● TEXT SECTION
--- BEGIN ---

MORTGAGE LOAN SCHEDULE

 

 
 

 

ATTACHMENT 2

 

PURCHASE AGREEMENT

 

 
 

 

ADDENDUM I

 

REGULATION AB COMPLIANCE ADDENDUM

 

TO FLOW PURCHASE AND SALE AGREEMENT

 

SECTION 1. DEFINED TERMS

 

Capitalized terms used but not defined herein shall have the meanings assigned to such terms in the Agreement. The following terms shall have the meanings set forth below, unless the context clearly indicates otherwise:

 

Commission: The United States Securities and Exchange Commission.

 

Company: [                      ]

 

Company Information: As defined in Section 2.04(a).

 

Depositor: The depositor, as such term is defined in Regulation AB, with respect to any Securitization Transaction.

 

Exchange Act: The Securities Exchange Act of 1934, as amended.

 

Master Servicer: With respect to any Securitization Transaction, the “master servicer,” if any, identified in the related transaction documents.

--- END ---

● TASKS AND EXERCISES
**A)** In the Regulation AB addendum, how is the meaning of a capitalized term settled, both when the addendum does not define it and when it does?
**B)** According to the Regulation AB addendum, what does "Exchange Act" refer to?
**C)** Transcribe the Regulation AB addendum starting at "Commission: The United" and ending at "in Section 2.04(a).".

Pointing and labeling entries
--- BEGIN ---

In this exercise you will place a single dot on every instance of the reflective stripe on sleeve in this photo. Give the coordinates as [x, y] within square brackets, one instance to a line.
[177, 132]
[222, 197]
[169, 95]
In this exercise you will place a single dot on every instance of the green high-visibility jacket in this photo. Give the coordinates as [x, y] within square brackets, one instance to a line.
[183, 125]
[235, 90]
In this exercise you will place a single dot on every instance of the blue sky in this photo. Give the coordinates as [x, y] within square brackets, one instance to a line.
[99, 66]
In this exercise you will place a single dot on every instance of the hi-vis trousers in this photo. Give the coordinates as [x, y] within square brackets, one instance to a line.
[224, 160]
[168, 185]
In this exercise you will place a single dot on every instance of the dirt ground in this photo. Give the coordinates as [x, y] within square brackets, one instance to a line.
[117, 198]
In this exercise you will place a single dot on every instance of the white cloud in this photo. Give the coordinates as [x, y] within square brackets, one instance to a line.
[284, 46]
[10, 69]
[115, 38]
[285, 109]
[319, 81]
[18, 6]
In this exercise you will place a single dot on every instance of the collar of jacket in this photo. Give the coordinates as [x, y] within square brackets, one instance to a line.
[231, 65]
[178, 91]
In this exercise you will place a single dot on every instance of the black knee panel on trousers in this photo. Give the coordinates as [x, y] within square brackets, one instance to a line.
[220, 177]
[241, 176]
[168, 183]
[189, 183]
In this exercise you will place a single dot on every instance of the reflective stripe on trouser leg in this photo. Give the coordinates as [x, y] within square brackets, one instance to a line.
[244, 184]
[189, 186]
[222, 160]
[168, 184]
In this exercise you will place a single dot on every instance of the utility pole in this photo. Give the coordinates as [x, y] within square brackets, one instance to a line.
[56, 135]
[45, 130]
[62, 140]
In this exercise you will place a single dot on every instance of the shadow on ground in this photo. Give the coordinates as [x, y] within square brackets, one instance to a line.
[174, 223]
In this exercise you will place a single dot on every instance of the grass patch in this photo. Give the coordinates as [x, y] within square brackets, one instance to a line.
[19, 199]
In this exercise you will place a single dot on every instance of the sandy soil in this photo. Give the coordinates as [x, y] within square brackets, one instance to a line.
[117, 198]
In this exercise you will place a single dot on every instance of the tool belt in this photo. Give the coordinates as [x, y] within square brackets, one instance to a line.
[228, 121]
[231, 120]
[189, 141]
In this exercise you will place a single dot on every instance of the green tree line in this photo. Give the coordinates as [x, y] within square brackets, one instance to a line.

--- END ---

● THE ANSWERS
**A)** A capitalized term that the addendum uses without defining takes the meaning assigned to it in the Agreement. A term the addendum does define takes the meaning set forth there, unless the context clearly indicates otherwise.

**B)** The Securities Exchange Act of 1934, as amended.

**C)**
Commission: The United States Securities and Exchange Commission.

 

Company: [                      ]

 

Company Information: As defined in Section 2.04(a).